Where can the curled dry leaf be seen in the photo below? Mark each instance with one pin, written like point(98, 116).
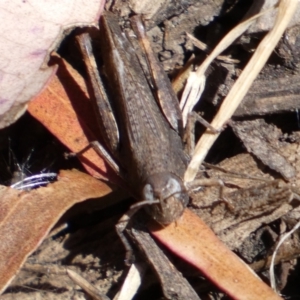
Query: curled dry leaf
point(27, 217)
point(191, 239)
point(29, 31)
point(65, 110)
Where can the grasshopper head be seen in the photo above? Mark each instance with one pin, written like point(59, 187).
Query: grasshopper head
point(169, 190)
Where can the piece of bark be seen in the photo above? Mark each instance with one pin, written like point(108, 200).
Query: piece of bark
point(271, 95)
point(262, 140)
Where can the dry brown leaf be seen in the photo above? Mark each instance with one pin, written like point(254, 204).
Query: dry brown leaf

——————

Exact repetition is required for the lines from the one that contains "Where can the grasshopper" through the final line; leave out everything else.

- [CORRECT OUTPUT]
Where can the grasshopper head be seen in the photo above? Mark each instance with one pin, written like point(59, 187).
Query: grasshopper head
point(169, 190)
Where can the piece of bark be seen in the photo above? Mark each instance with one pin, written like point(108, 200).
Query: piece of bark
point(271, 95)
point(262, 140)
Where can the dry brown leaf be seen in the photo above? Mark each instance with one pin, written like point(254, 204).
Query: dry brown leaf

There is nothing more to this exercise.